▸ Provided data
%%
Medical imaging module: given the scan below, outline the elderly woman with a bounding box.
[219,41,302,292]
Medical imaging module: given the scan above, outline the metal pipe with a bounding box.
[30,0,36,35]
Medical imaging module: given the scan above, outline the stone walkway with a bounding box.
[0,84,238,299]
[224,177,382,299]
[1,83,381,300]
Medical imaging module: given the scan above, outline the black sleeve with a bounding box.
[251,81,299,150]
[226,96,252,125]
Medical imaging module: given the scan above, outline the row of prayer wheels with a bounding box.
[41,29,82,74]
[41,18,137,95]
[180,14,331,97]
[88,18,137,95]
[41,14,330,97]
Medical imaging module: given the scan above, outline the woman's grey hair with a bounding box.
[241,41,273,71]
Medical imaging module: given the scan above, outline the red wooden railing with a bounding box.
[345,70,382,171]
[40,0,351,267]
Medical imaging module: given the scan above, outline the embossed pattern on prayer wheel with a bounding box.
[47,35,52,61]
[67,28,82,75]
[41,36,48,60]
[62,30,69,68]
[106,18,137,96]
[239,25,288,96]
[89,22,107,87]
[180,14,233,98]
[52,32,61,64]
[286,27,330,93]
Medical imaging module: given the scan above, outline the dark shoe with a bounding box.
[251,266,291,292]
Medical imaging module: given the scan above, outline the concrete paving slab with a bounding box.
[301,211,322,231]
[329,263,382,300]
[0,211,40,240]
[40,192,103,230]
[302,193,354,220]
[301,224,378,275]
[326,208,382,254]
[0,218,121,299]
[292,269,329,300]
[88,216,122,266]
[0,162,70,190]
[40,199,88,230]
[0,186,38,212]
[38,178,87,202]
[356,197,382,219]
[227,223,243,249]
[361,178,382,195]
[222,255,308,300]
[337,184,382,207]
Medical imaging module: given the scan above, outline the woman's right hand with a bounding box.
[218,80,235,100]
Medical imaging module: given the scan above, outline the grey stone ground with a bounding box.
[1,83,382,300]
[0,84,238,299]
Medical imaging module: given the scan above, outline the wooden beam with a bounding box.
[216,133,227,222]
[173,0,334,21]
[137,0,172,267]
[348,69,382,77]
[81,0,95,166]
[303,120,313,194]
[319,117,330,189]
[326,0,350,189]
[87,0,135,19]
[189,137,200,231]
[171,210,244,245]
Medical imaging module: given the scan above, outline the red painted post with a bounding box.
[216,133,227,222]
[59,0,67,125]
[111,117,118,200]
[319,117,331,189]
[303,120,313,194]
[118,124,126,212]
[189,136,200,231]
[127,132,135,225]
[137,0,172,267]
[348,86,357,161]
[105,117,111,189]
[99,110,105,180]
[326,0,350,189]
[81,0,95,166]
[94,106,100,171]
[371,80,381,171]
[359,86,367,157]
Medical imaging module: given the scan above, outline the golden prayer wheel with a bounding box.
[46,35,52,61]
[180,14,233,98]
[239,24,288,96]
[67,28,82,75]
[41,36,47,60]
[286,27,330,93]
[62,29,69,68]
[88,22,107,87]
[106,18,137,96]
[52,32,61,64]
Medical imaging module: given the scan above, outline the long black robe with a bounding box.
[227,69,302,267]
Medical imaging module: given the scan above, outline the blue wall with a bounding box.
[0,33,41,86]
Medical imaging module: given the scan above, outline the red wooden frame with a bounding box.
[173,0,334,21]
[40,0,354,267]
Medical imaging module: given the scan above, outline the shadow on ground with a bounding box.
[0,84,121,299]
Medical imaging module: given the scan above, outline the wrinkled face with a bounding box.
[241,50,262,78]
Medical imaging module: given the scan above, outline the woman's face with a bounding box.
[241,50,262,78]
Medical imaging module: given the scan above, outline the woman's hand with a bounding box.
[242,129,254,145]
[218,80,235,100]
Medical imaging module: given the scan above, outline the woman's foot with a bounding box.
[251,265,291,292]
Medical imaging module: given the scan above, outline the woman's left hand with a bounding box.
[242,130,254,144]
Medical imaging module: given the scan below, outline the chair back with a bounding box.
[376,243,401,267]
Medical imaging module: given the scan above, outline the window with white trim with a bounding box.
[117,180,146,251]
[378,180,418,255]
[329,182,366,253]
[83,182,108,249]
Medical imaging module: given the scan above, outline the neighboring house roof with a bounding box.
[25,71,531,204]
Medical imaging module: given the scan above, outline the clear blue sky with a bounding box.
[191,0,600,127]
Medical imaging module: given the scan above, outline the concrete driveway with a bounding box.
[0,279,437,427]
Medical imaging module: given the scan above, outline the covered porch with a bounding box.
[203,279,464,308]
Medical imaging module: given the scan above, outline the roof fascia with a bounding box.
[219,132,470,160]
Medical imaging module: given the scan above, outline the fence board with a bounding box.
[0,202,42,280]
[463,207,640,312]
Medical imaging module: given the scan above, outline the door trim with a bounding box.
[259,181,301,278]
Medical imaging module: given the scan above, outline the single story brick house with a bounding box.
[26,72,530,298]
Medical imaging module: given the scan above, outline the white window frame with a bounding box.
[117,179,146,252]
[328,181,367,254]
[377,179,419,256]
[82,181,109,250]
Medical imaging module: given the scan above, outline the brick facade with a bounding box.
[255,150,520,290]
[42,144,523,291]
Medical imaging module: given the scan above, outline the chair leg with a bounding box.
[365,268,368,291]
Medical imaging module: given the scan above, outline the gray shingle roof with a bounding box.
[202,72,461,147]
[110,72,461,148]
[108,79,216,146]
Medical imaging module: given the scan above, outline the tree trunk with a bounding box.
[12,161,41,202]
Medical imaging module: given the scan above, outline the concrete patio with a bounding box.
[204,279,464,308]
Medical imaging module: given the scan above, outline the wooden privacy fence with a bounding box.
%%
▸ Work item
What is needed is a word-for-word copy of all the entries.

▸ Expected answer
Medical imaging module: given the scan below, outline the elderly woman with a bounding box.
[219,41,302,292]
Medical imaging module: given the scan above, outline the metal pipe with a bounding box.
[30,0,36,35]
Medical imaging module: given the scan above, outline the stone walkway with a bounding box.
[0,84,238,299]
[224,177,382,299]
[1,83,381,300]
Medical imaging module: given the scan above, outline the black sleeve with a bounding box.
[251,81,299,150]
[226,96,252,125]
Medical imaging module: given the scan above, outline the row of prayer wheels with a bounding box.
[41,29,82,74]
[41,18,137,95]
[180,14,331,97]
[88,18,137,95]
[41,14,330,97]
Medical imaging module: given the scan above, outline the woman's grey hair with a bounding box.
[241,41,273,71]
Medical imaging module: given the scan above, outline the red wooden railing with a bounding box.
[345,70,382,171]
[40,0,351,267]
Medical imaging module: given the scan above, outline the embossed pattern on prayer wheel with a bounding box.
[47,35,52,61]
[67,28,82,75]
[41,36,48,60]
[62,30,69,68]
[106,18,137,96]
[239,25,288,96]
[89,22,107,87]
[180,14,233,98]
[52,32,61,64]
[286,27,330,93]
Medical imaging module: given the scan above, outline the dark shoe with a bounding box.
[251,266,291,292]
Medical imaging module: given the scan above, outline the concrete paving slab with a bounding box.
[301,211,322,231]
[329,263,382,300]
[0,211,40,240]
[40,192,103,230]
[302,193,354,220]
[301,224,378,275]
[326,208,382,254]
[0,218,121,299]
[292,269,329,300]
[88,216,122,266]
[0,162,70,190]
[40,199,88,230]
[0,186,38,212]
[38,178,87,202]
[356,197,382,219]
[227,223,243,249]
[361,178,382,195]
[222,255,308,300]
[337,184,382,207]
Medical imaging module: given the scan above, outline the woman's right hand with a bounding box.
[218,80,235,100]
Medical imaging module: given the scan above, outline the grey stone ground with a bounding box.
[1,83,382,300]
[0,84,238,299]
Medical imaging module: given the scan above, outline the wooden beam with a bounding box.
[216,133,227,222]
[173,0,334,21]
[137,0,172,267]
[348,69,382,77]
[81,0,95,166]
[303,120,313,194]
[319,117,330,189]
[326,0,350,189]
[87,0,135,19]
[189,137,200,231]
[171,210,244,245]
Medical imaging module: given the scan above, outline the red painted post with a bounding box.
[216,133,227,222]
[59,0,67,125]
[111,117,118,200]
[319,117,331,189]
[303,120,313,194]
[118,124,126,212]
[189,136,200,231]
[127,132,135,225]
[137,0,172,267]
[348,86,357,161]
[105,117,111,189]
[99,110,105,180]
[326,0,350,189]
[81,0,95,166]
[94,106,100,171]
[371,80,381,171]
[359,86,367,157]
Medical imaging module: given the scan above, outline the golden prayer wheel with a bounding box.
[46,35,52,61]
[180,14,233,98]
[239,24,288,96]
[67,28,82,75]
[41,36,47,60]
[286,27,330,93]
[62,29,69,68]
[88,22,107,87]
[106,18,137,96]
[52,32,61,64]
Medical imaging module: given the scan above, outline the long black robe with a bounding box.
[227,69,302,267]
Medical imaging module: given the scan above, outline the blue wall with a bounding box.
[0,33,41,86]
Medical imaging module: given the scan above, outline the red wooden frame with a bounding box.
[173,0,334,21]
[40,0,354,267]
Medical imaging module: given the scan above, outline the shadow on ground with a bounding box.
[0,84,121,299]
Medical imaging module: given the scan above, outline the wrinkled face with a bounding box.
[241,50,262,78]
Medical imaging module: given the scan above, outline the woman's face with a bounding box.
[241,50,262,78]
Medical imaging module: given the scan above, outline the woman's hand with a bounding box.
[242,129,254,145]
[218,80,235,100]
Medical imaging module: given the scan above, outline the woman's foot with a bounding box.
[251,265,291,292]
Medical imaging module: given the scan above, outline the woman's left hand with a bounding box.
[242,130,254,144]
Medical imaging module: given the scan below, outline the chair back with a bounding box.
[376,243,401,267]
Medical imaging module: given the scan above, outline the window with white trim with a bounding box.
[117,180,146,251]
[378,180,418,255]
[329,182,366,253]
[83,182,108,249]
Medical imaging module: given the scan above, outline the neighboring house roof with a bounding box.
[25,71,531,204]
Medical imaging module: given the scan above, outline the clear blue sky with a bounding box.
[191,0,600,127]
Medical imaging module: given the scan above, outline the concrete driveway with a bounding box.
[0,279,437,427]
Medical imaging module: given the scan above, outline the covered porch with a bounding box.
[203,279,464,308]
Medical imaging module: given the scan above, outline the roof fascia with a bounding box.
[219,132,470,160]
Medical imaging module: given the scan above, outline the fence board with a bounding box.
[0,202,42,280]
[463,207,640,312]
Medical imaging module: given the scan above, outline the door trim with a bounding box.
[259,181,301,278]
Medical imaging module: given the scan above, outline the single story brick house with a bounding box.
[26,72,530,298]
Medical imaging module: given the scan above, outline the white window frame with a bounding box.
[117,179,146,252]
[328,181,367,254]
[377,179,419,256]
[82,181,109,250]
Medical imaging module: given the scan above, outline the brick facade with a bounding box.
[255,150,520,290]
[42,144,523,291]
Medical imaging module: given the scan above, outline the chair leg with a bounding box.
[365,268,368,291]
Medical imaging module: given the scan above, outline the gray shingle roof with a bounding box.
[202,72,461,147]
[110,72,461,148]
[108,79,216,146]
Medical imaging module: given the scan above, outline the tree trunk with a bounding box.
[12,161,41,202]
Medical imaging module: given the scan above, outline the concrete patio with a bounding box.
[204,279,464,308]
Medical imaging module: given the scan above, outline the wooden privacy fence with a bounding box.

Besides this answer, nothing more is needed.